-------- Records shown --------

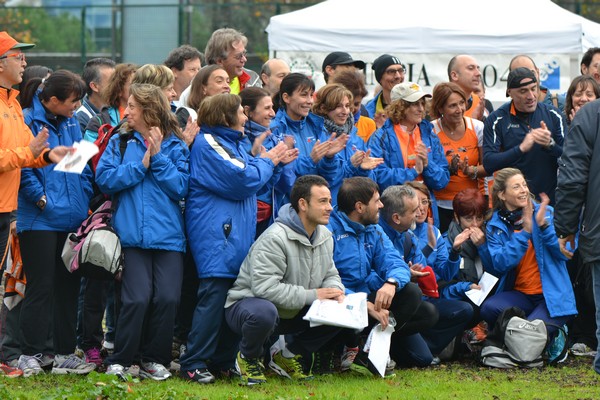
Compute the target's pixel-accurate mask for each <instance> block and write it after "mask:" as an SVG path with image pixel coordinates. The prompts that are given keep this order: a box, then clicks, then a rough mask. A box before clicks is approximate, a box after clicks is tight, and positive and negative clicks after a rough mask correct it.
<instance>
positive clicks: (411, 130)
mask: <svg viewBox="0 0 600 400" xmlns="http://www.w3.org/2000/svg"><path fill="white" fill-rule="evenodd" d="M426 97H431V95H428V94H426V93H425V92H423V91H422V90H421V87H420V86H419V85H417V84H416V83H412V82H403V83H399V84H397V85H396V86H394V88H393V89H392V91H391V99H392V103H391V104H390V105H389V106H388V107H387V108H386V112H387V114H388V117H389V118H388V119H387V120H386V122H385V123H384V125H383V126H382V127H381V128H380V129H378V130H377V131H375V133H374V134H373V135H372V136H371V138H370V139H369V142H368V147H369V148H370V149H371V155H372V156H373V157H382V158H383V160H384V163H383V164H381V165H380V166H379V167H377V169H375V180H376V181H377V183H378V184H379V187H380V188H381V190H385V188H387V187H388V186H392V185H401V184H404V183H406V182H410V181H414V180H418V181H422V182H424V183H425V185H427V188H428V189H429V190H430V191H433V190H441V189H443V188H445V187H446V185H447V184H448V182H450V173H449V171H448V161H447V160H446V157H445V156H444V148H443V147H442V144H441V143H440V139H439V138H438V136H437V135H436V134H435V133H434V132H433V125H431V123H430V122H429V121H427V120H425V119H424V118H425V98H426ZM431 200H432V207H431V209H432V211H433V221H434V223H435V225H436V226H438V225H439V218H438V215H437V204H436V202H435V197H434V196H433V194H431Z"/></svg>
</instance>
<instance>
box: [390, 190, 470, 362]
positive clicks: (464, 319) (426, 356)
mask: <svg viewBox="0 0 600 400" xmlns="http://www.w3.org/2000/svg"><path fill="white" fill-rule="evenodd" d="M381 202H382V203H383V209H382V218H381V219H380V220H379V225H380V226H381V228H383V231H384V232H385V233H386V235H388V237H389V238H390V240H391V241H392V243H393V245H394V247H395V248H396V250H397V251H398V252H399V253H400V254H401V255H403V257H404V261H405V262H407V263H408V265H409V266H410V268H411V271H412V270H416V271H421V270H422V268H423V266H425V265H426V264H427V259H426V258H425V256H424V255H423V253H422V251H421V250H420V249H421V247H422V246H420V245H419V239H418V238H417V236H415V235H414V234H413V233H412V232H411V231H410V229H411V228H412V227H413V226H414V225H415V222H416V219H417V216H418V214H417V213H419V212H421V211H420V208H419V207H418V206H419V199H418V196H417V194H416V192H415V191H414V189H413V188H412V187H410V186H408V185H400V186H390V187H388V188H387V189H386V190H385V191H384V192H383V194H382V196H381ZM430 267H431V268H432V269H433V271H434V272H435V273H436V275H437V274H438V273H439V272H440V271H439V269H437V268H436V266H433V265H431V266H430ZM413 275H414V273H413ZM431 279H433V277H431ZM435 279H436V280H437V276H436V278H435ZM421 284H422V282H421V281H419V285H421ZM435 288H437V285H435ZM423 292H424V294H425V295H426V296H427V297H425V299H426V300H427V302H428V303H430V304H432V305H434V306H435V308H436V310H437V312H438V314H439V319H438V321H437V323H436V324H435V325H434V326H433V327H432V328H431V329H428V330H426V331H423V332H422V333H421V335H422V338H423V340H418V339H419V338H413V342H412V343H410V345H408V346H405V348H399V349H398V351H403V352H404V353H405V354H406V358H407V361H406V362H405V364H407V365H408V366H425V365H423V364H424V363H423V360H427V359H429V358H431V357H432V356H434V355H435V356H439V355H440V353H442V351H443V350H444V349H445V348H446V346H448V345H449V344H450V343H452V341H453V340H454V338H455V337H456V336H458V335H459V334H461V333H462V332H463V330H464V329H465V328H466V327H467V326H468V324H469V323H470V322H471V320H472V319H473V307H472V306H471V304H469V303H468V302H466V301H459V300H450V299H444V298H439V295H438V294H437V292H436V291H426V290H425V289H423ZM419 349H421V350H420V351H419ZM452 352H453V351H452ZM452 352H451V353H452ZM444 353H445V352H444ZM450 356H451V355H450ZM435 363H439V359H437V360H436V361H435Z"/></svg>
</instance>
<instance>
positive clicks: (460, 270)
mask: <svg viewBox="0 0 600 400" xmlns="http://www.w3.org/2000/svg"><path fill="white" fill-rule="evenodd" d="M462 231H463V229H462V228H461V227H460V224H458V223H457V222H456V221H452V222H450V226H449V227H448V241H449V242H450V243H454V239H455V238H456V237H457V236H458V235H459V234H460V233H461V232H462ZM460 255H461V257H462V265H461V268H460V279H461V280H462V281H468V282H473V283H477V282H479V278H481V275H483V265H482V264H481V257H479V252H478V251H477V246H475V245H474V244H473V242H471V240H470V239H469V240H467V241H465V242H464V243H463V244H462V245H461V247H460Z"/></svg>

--------

● Exercise goal
Please rewrite the records from their start through the line that contains "positive clicks: (464, 319) (426, 356)", changing "rough mask" to "coarse mask" and keeping everything else the same. Leave the pictures out of your answer.

● Completed exercise
Compute the target's pixel-accurate mask for each <instance> block and write it after "mask:" as an SVG path with image pixel coordinates. The prompts that are given keep this order: a box, then clicks, then a coarse mask. A box before clicks is approximate, a box after clicks is tight, and positive and negative clicks after a coarse mask correct it.
<instance>
positive clicks: (411, 130)
mask: <svg viewBox="0 0 600 400" xmlns="http://www.w3.org/2000/svg"><path fill="white" fill-rule="evenodd" d="M426 97H431V95H428V94H426V93H425V92H423V91H422V90H421V87H420V86H419V85H417V84H416V83H412V82H403V83H399V84H397V85H396V86H394V88H393V89H392V91H391V99H392V103H391V104H390V105H389V106H388V107H387V108H386V112H387V114H388V117H389V118H388V119H387V120H386V122H385V123H384V125H383V126H382V127H381V128H380V129H378V130H377V131H375V133H374V134H373V135H372V136H371V138H370V139H369V142H368V147H369V148H370V149H371V155H372V156H373V157H382V158H383V160H384V163H383V164H381V165H380V166H379V167H377V169H375V180H376V181H377V183H378V184H379V187H380V188H381V190H385V188H387V187H388V186H392V185H401V184H404V183H406V182H410V181H414V180H418V181H422V182H424V183H425V185H427V188H428V189H429V190H430V191H433V190H441V189H443V188H445V187H446V185H447V184H448V182H450V173H449V171H448V161H447V160H446V157H445V156H444V148H443V147H442V144H441V143H440V139H439V138H438V136H437V135H436V134H435V133H434V132H433V125H431V123H430V122H429V121H427V120H425V119H424V118H425V98H426ZM431 200H432V207H431V209H432V211H433V221H434V223H435V225H436V226H438V225H439V218H438V215H437V204H436V202H435V197H434V196H433V194H431Z"/></svg>
</instance>
<instance>
box: [390, 190, 470, 362]
positive clicks: (464, 319) (426, 356)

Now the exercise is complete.